## Begin SUPPLIED PASSAGE
Tuesday, December 19, 2006

An Unfamiliar Presence

About 3 weeks ago, I was walking home after visiting a sick friend of mine. I was walking home and I passed a heap of a man lying on the side of the road in the twilight – dark & unmoving.

There was no way I could avoid this guy because I had to pass him to get to my house. Anyway, I passed him and went inside because the dinner hour was nearing. I asked my wife about the man who looked like he was dead on the roadside and she said he had been lying there for a number of hours. She said all that had happened was that when the neighbours, whose grass he had been lying on returned home, they had beeped their horn loudly at him, then wound down their window - commanding him to move on ! He didn’t move.

It took another half-an-hour but eventually I was standing in close proximity to this unmoving figure of a man. His hair was overgrown & mattered, his face darkened by dirt and grime – his clothes unspeakable in their filth. I had a friend with me who could speak good Indonesian. I felt safe. He tried for a number of minutes to find out the unmoving guy’s need, but all he got from him was incomprehensible grunts. Finally we asked a passing local who this guy was and he said, ‘orang gila’ – a crazy person.

Standing before this guy who was unable to speak – lying before me unmoving – in a culture I am only beginning to understand was unnerving. I felt out of my depth – even a little annoyed because it was dinner-time and in my family dominated by the routine of little kids – I was currently the absent Father.
## End SUPPLIED PASSAGE
## Begin PROVIDED RECORDS
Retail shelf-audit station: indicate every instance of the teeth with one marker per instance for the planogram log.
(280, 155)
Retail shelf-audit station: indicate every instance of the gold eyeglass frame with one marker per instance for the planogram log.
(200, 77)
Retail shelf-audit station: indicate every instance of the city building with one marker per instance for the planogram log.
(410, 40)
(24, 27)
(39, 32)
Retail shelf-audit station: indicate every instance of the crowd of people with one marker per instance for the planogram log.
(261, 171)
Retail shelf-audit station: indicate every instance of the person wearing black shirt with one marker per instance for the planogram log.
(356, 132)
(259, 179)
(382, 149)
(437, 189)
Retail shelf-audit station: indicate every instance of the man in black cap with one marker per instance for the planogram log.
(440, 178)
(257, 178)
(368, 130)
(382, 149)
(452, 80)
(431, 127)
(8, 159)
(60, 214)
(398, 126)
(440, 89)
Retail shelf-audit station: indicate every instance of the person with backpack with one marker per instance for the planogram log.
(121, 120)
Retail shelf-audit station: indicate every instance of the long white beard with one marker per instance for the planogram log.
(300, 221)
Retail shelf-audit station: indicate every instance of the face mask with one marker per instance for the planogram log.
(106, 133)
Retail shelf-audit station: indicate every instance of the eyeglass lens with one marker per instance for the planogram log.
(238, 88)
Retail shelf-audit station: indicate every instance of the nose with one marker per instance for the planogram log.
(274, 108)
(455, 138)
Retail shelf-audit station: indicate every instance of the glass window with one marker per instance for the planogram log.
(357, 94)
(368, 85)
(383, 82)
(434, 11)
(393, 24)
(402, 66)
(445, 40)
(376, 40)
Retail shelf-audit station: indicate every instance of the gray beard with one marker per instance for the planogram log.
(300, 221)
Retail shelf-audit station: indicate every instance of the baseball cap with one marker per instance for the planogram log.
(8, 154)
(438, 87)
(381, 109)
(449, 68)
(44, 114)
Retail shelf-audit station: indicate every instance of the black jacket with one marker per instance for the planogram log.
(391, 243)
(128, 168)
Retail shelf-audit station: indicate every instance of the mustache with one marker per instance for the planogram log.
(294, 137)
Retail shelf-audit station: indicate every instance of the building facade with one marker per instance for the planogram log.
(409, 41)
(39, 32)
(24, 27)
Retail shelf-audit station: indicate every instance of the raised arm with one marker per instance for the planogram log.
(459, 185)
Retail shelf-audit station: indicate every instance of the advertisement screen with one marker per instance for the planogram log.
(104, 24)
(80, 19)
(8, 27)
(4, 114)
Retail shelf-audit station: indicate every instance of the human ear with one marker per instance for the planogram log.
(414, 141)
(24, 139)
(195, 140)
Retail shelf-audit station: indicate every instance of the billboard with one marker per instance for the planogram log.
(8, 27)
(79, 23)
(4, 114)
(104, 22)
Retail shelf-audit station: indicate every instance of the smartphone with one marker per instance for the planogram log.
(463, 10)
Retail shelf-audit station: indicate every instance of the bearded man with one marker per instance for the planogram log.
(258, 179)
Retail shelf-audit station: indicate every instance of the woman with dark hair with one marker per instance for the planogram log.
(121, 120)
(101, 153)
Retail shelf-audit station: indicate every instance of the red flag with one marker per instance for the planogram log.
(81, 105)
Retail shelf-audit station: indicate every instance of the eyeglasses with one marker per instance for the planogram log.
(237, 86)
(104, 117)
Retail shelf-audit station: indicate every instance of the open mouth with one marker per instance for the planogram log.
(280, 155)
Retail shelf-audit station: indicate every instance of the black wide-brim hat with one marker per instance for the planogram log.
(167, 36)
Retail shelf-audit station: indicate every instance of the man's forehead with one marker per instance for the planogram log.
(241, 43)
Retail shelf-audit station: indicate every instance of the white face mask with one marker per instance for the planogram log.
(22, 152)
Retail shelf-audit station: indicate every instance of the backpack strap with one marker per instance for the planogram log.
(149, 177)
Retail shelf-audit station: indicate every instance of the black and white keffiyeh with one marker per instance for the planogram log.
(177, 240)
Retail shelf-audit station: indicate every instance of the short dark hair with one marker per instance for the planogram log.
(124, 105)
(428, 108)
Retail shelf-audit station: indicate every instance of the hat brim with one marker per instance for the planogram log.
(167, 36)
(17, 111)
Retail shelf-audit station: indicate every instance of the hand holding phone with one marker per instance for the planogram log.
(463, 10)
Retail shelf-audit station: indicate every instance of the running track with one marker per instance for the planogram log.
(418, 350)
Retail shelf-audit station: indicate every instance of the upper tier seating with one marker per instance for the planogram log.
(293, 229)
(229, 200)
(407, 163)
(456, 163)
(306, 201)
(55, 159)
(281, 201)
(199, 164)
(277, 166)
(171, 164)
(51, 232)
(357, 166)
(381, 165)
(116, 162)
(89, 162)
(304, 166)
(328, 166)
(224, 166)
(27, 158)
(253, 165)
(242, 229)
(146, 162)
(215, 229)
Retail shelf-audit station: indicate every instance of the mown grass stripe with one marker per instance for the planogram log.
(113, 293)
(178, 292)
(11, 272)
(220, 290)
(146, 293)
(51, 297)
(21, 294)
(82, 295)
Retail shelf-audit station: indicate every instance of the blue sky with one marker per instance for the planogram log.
## End PROVIDED RECORDS
▸ PROBLEM REQUIREMENTS: Retype the entire blog post "An Unfamiliar Presence," from the date line at the top to its final sentence, without changing a single character.

▸ TASK ANSWER:
Tuesday, December 19, 2006

An Unfamiliar Presence

About 3 weeks ago, I was walking home after visiting a sick friend of mine. I was walking home and I passed a heap of a man lying on the side of the road in the twilight – dark & unmoving.

There was no way I could avoid this guy because I had to pass him to get to my house. Anyway, I passed him and went inside because the dinner hour was nearing. I asked my wife about the man who looked like he was dead on the roadside and she said he had been lying there for a number of hours. She said all that had happened was that when the neighbours, whose grass he had been lying on returned home, they had beeped their horn loudly at him, then wound down their window - commanding him to move on ! He didn’t move.

It took another half-an-hour but eventually I was standing in close proximity to this unmoving figure of a man. His hair was overgrown & mattered, his face darkened by dirt and grime – his clothes unspeakable in their filth. I had a friend with me who could speak good Indonesian. I felt safe. He tried for a number of minutes to find out the unmoving guy’s need, but all he got from him was incomprehensible grunts. Finally we asked a passing local who this guy was and he said, ‘orang gila’ – a crazy person.

Standing before this guy who was unable to speak – lying before me unmoving – in a culture I am only beginning to understand was unnerving. I felt out of my depth – even a little annoyed because it was dinner-time and in my family dominated by the routine of little kids – I was currently the absent Father.